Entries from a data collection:
+===+
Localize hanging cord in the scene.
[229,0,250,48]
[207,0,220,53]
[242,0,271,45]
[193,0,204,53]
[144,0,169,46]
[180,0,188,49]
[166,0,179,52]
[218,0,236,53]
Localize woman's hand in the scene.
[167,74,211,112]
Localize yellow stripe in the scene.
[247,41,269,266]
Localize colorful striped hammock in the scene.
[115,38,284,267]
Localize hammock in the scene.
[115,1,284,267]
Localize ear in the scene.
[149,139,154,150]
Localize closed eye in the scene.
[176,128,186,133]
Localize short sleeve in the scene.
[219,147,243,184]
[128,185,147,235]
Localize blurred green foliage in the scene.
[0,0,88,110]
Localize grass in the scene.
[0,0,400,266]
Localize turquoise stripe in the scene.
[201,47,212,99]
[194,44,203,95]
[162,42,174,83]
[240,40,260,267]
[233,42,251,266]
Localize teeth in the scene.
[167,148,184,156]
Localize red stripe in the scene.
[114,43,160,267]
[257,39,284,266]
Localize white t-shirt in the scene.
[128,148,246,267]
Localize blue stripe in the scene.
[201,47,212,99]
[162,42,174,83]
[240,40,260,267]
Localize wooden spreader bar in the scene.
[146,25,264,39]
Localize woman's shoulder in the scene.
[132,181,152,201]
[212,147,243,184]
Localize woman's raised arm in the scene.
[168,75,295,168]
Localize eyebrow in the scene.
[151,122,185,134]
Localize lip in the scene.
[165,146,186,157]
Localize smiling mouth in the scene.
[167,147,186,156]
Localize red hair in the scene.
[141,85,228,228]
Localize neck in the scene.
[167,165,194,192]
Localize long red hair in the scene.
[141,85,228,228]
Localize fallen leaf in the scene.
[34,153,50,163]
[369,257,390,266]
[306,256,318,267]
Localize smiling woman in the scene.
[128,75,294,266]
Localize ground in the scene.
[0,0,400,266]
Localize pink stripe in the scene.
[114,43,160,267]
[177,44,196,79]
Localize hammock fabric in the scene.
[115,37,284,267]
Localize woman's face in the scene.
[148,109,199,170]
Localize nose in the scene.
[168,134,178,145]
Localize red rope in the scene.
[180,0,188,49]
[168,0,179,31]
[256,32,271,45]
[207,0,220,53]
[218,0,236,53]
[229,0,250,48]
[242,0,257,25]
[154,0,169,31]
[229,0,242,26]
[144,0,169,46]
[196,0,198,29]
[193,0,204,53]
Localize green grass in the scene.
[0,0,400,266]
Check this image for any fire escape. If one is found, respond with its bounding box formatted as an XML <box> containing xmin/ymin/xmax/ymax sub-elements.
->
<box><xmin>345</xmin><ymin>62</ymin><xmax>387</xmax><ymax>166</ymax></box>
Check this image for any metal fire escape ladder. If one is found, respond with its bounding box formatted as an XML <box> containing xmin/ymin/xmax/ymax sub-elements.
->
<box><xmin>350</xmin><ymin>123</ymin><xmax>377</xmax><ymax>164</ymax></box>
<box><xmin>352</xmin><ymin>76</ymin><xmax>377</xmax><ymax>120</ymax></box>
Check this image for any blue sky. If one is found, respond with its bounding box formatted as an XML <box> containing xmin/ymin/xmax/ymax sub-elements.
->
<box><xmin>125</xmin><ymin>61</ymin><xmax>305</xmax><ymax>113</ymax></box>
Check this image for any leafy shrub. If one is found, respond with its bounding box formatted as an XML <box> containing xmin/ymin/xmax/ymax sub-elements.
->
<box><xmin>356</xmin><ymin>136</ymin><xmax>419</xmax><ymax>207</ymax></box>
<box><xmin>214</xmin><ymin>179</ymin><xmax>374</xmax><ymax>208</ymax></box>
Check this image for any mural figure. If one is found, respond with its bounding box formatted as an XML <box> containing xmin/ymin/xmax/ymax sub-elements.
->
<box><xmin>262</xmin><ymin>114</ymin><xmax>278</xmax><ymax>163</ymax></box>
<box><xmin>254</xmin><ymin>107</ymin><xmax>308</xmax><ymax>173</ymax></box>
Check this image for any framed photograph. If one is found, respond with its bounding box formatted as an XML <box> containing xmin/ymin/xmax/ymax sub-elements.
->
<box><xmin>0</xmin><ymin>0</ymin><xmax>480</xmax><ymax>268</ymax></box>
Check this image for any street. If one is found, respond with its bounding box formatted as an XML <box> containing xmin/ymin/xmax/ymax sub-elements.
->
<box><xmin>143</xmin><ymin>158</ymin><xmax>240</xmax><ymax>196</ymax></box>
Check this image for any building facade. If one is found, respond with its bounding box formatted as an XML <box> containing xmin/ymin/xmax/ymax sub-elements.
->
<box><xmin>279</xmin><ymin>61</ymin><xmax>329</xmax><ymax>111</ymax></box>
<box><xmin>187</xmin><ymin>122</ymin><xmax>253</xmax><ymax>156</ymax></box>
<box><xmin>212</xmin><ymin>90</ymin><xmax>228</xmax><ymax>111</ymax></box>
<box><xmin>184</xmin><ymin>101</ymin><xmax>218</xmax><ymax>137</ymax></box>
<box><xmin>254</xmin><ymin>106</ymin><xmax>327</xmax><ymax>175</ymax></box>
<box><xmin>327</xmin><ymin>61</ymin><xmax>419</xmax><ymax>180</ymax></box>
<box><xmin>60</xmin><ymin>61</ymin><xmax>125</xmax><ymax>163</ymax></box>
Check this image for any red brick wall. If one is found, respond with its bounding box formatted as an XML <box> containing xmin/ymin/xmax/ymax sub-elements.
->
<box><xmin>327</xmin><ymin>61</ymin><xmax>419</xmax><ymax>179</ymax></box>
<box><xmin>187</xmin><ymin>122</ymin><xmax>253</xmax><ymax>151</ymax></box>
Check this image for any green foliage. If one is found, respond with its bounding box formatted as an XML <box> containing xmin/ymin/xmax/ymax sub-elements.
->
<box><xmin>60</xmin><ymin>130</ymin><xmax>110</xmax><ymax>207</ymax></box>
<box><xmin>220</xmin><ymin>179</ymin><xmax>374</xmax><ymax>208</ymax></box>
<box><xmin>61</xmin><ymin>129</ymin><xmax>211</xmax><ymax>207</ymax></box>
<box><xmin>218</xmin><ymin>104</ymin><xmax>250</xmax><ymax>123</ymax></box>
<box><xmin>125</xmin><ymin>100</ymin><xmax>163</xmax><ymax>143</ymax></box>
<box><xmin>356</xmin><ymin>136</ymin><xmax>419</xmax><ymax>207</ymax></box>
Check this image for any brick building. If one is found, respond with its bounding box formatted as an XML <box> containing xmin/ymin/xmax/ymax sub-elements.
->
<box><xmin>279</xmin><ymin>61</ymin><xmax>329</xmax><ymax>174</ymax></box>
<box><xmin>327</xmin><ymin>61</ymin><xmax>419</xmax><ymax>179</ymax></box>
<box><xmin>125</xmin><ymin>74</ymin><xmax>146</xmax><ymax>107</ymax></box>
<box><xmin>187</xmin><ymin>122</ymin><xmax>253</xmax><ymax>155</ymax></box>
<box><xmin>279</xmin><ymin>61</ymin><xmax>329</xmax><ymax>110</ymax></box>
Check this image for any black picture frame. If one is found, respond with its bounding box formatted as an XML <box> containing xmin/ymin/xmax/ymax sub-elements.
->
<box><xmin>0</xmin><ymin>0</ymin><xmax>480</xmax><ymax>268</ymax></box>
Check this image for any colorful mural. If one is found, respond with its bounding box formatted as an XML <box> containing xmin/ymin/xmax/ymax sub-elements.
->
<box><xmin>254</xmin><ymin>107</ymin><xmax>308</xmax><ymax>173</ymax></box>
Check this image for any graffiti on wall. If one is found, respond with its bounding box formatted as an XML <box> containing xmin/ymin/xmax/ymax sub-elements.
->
+===+
- [Problem to solve]:
Please return every one of the entries above, line for line, with no changes.

- [Full response]:
Localize hanging cord in the scene.
[229,0,250,48]
[207,0,220,53]
[242,0,271,45]
[193,0,204,53]
[144,0,169,46]
[180,0,188,49]
[166,0,179,52]
[218,0,236,53]
Localize woman's hand in the scene.
[167,74,211,112]
Localize yellow stripe in the scene.
[247,41,269,266]
Localize colorful striped hammock in the scene.
[115,38,284,267]
Localize hammock in the scene.
[115,1,284,267]
Localize ear in the scene.
[149,139,154,150]
Localize closed eye in the scene.
[176,128,186,133]
Localize short sleeve in the scene.
[219,147,243,184]
[128,185,147,235]
Localize blurred green foliage in the scene.
[0,0,88,110]
Localize grass in the scene.
[0,0,400,266]
Localize turquoise stripe in the scene.
[201,47,212,99]
[194,44,203,95]
[162,42,174,83]
[240,40,260,267]
[233,42,251,266]
Localize teeth in the scene.
[167,148,184,156]
Localize red stripe in the scene.
[114,43,160,267]
[257,39,284,266]
Localize white t-shirt in the scene.
[128,148,246,267]
Localize blue stripe in the scene.
[201,47,212,99]
[162,42,174,83]
[240,40,260,267]
Localize wooden spreader bar in the scene.
[146,25,264,39]
Localize woman's shoulder in the scene.
[132,181,152,201]
[212,147,243,184]
Localize woman's raised arm in the scene.
[168,75,295,168]
Localize eyebrow in the scene.
[151,122,185,134]
Localize lip in the scene.
[165,146,186,157]
Localize smiling mouth in the scene.
[167,147,186,156]
Localize red hair in the scene.
[141,85,228,228]
Localize neck in the scene.
[167,165,194,192]
Localize long red hair in the scene.
[141,85,228,228]
Localize fallen leaf in the scene.
[34,153,50,163]
[369,257,390,266]
[306,256,318,267]
Localize smiling woman in the scene.
[128,75,294,266]
Localize ground in the scene.
[0,0,400,266]
Localize pink stripe in the scene.
[114,43,160,267]
[177,44,196,79]
Localize hammock fabric in the scene.
[115,37,284,267]
Localize woman's face in the scene.
[148,109,199,170]
Localize nose in the scene.
[168,134,178,145]
Localize red rope in the scene.
[180,0,188,49]
[168,0,179,31]
[256,32,271,45]
[207,0,220,53]
[218,0,236,53]
[229,0,250,48]
[242,0,257,25]
[154,0,169,31]
[229,0,242,26]
[144,0,169,46]
[196,0,198,29]
[193,0,204,53]
Localize green grass in the scene.
[0,0,400,266]
Check this image for any fire escape. If one is found, respond with its bounding box formatted as an XML <box> containing xmin/ymin/xmax/ymax sub-elements.
->
<box><xmin>345</xmin><ymin>62</ymin><xmax>387</xmax><ymax>166</ymax></box>
Check this image for any metal fire escape ladder. If one is found, respond with its bounding box formatted as an XML <box> containing xmin/ymin/xmax/ymax sub-elements.
->
<box><xmin>350</xmin><ymin>123</ymin><xmax>377</xmax><ymax>164</ymax></box>
<box><xmin>352</xmin><ymin>76</ymin><xmax>377</xmax><ymax>120</ymax></box>
Check this image for any blue sky. If one is found, respond with its bounding box formatted as an XML <box> containing xmin/ymin/xmax/ymax sub-elements.
->
<box><xmin>125</xmin><ymin>61</ymin><xmax>305</xmax><ymax>113</ymax></box>
Check this image for any leafy shrub. If one is found, respond with its bounding box formatted as an XML <box> containing xmin/ymin/xmax/ymax sub-elements.
->
<box><xmin>356</xmin><ymin>136</ymin><xmax>419</xmax><ymax>207</ymax></box>
<box><xmin>214</xmin><ymin>179</ymin><xmax>374</xmax><ymax>208</ymax></box>
Check this image for any mural figure. If one is found, respond with its bounding box formatted as an XML <box> containing xmin/ymin/xmax/ymax sub-elements.
->
<box><xmin>262</xmin><ymin>114</ymin><xmax>278</xmax><ymax>163</ymax></box>
<box><xmin>254</xmin><ymin>107</ymin><xmax>308</xmax><ymax>173</ymax></box>
Check this image for any framed photograph. If one is found, respond with its bounding box formatted as an XML <box> containing xmin/ymin/xmax/ymax sub-elements.
->
<box><xmin>0</xmin><ymin>0</ymin><xmax>480</xmax><ymax>268</ymax></box>
Check this image for any street. If one is found, respond with its bounding box formatted as an XML <box> containing xmin/ymin/xmax/ymax sub-elements.
->
<box><xmin>143</xmin><ymin>158</ymin><xmax>240</xmax><ymax>196</ymax></box>
Check this image for any building facade. If one is found, respond with its bounding box formatted as an XML <box> containing xmin/ymin/xmax/ymax sub-elements.
->
<box><xmin>279</xmin><ymin>61</ymin><xmax>329</xmax><ymax>111</ymax></box>
<box><xmin>187</xmin><ymin>122</ymin><xmax>253</xmax><ymax>156</ymax></box>
<box><xmin>212</xmin><ymin>90</ymin><xmax>228</xmax><ymax>111</ymax></box>
<box><xmin>184</xmin><ymin>101</ymin><xmax>218</xmax><ymax>137</ymax></box>
<box><xmin>254</xmin><ymin>106</ymin><xmax>327</xmax><ymax>175</ymax></box>
<box><xmin>327</xmin><ymin>61</ymin><xmax>419</xmax><ymax>180</ymax></box>
<box><xmin>60</xmin><ymin>61</ymin><xmax>125</xmax><ymax>163</ymax></box>
Check this image for any red brick wall. If one is found, respond with its bounding box formatted as an XML <box> containing xmin/ymin/xmax/ymax sub-elements.
->
<box><xmin>327</xmin><ymin>61</ymin><xmax>419</xmax><ymax>179</ymax></box>
<box><xmin>187</xmin><ymin>122</ymin><xmax>253</xmax><ymax>151</ymax></box>
Check this image for any green foliage. If one is found, respond with its bounding box formatted as an XML <box> containing xmin/ymin/xmax/ymax sub-elements.
->
<box><xmin>60</xmin><ymin>130</ymin><xmax>110</xmax><ymax>207</ymax></box>
<box><xmin>220</xmin><ymin>179</ymin><xmax>374</xmax><ymax>208</ymax></box>
<box><xmin>61</xmin><ymin>129</ymin><xmax>211</xmax><ymax>207</ymax></box>
<box><xmin>218</xmin><ymin>104</ymin><xmax>250</xmax><ymax>123</ymax></box>
<box><xmin>125</xmin><ymin>100</ymin><xmax>163</xmax><ymax>143</ymax></box>
<box><xmin>356</xmin><ymin>136</ymin><xmax>419</xmax><ymax>207</ymax></box>
Check this image for any brick building. If one is found, respond with its bounding box formatted as an XML <box> containing xmin/ymin/xmax/ymax sub-elements.
->
<box><xmin>279</xmin><ymin>61</ymin><xmax>329</xmax><ymax>174</ymax></box>
<box><xmin>327</xmin><ymin>61</ymin><xmax>419</xmax><ymax>179</ymax></box>
<box><xmin>125</xmin><ymin>74</ymin><xmax>146</xmax><ymax>107</ymax></box>
<box><xmin>187</xmin><ymin>122</ymin><xmax>253</xmax><ymax>155</ymax></box>
<box><xmin>279</xmin><ymin>61</ymin><xmax>329</xmax><ymax>110</ymax></box>
Check this image for any black picture frame. If one is found, respond with its bounding box formatted as an XML <box> containing xmin/ymin/xmax/ymax sub-elements.
->
<box><xmin>0</xmin><ymin>0</ymin><xmax>480</xmax><ymax>268</ymax></box>
Check this image for any colorful mural. If one is found, respond with its bounding box formatted as an XML <box> containing xmin/ymin/xmax/ymax sub-elements.
->
<box><xmin>254</xmin><ymin>107</ymin><xmax>308</xmax><ymax>173</ymax></box>
Check this image for any graffiti on wall. If one is found, respond with its bounding box formatted as an XML <box> containing xmin/ymin/xmax/ymax sub-elements.
->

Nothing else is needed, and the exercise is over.